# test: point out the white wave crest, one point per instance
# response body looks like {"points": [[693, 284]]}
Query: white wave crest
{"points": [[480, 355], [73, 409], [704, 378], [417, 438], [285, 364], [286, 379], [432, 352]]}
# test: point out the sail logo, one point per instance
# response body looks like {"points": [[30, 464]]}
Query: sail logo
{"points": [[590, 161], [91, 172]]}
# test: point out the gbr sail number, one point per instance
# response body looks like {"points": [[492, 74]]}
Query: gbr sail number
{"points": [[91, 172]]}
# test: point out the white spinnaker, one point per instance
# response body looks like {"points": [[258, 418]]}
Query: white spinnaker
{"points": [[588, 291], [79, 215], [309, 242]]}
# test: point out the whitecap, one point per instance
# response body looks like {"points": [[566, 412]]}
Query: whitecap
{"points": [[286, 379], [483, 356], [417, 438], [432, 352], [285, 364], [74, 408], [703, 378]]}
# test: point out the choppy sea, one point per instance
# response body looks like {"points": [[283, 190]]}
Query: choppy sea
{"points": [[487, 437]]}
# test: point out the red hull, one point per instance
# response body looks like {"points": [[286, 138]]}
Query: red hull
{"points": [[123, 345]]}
:::
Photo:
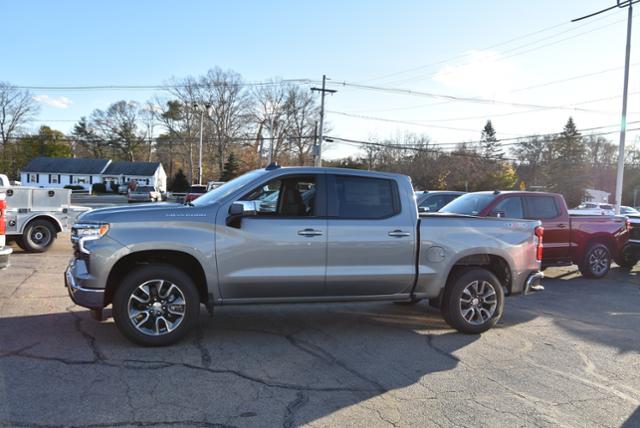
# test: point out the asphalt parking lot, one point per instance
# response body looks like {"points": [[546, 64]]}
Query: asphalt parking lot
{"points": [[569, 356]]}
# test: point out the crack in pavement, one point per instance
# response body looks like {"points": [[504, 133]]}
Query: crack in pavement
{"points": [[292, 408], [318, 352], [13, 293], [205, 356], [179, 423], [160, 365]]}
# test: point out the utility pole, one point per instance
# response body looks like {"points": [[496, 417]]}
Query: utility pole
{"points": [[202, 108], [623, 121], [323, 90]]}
:::
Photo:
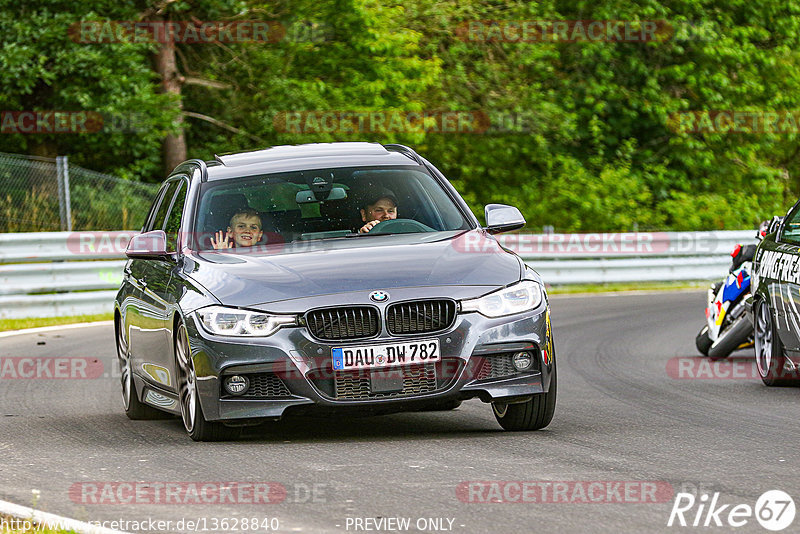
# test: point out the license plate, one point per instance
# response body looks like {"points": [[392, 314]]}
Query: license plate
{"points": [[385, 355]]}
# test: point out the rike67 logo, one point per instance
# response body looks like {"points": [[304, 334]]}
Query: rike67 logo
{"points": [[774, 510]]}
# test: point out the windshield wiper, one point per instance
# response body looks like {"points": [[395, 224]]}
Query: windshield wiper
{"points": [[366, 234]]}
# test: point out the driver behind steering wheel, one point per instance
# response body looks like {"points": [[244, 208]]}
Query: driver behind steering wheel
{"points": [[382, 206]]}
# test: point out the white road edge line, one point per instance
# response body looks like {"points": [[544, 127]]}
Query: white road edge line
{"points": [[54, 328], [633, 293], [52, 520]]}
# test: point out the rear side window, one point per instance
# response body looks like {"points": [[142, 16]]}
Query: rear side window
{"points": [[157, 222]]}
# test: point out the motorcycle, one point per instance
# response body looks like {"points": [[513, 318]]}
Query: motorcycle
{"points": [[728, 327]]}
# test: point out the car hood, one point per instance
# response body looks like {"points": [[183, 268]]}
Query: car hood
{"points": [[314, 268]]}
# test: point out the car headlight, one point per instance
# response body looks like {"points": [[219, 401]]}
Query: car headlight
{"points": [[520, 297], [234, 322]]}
:::
_WHAT NEEDS TO BE DONE:_
Show every line of the material above that contains the word "pavement", counting a line only where the case matches.

_CORRECT ANSWER:_
# test: point out the crack in pavement, one point per instance
Query: crack in pavement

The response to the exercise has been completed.